Find each row below that contains the word "wooden" and copy those rows in full.

_TASK MATERIAL_
--- START ---

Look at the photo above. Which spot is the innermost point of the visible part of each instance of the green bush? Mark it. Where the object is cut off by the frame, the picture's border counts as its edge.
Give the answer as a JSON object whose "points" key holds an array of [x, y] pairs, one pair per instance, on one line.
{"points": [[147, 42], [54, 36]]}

--- END ---
--- START ---

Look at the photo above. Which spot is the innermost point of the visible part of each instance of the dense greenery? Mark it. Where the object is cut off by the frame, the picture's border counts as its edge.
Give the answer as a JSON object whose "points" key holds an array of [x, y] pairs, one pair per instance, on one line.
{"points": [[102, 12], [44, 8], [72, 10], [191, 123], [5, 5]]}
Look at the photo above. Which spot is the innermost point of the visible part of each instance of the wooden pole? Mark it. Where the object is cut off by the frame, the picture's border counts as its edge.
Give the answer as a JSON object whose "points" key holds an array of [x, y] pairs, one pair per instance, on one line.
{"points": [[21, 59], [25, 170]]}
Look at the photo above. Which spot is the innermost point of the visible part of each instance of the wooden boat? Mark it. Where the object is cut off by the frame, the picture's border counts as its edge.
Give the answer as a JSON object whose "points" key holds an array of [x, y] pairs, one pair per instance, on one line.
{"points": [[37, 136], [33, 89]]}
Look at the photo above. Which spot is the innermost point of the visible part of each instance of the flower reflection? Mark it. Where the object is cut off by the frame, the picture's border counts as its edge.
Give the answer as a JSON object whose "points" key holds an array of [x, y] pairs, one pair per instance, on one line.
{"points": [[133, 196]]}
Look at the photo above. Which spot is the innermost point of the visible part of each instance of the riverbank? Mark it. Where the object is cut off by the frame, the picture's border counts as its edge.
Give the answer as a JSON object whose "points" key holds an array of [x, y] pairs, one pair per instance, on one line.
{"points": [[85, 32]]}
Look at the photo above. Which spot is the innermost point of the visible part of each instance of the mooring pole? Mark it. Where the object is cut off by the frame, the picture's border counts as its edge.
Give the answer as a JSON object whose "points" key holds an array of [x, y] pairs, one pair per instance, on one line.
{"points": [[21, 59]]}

--- END ---

_WRITTEN REPLY_
Look at the photo above. Which spot is the innermost point of the visible part of each instance of the wooden pole? Mark it. Where the object is cut off by the frame, the picture's border counts as its edge.
Look at the photo above. Which spot is the innermost point of the visible part of each instance of the wooden boat? Mark it. Where the object is cut off by the frame, the picture's border counts as its edge.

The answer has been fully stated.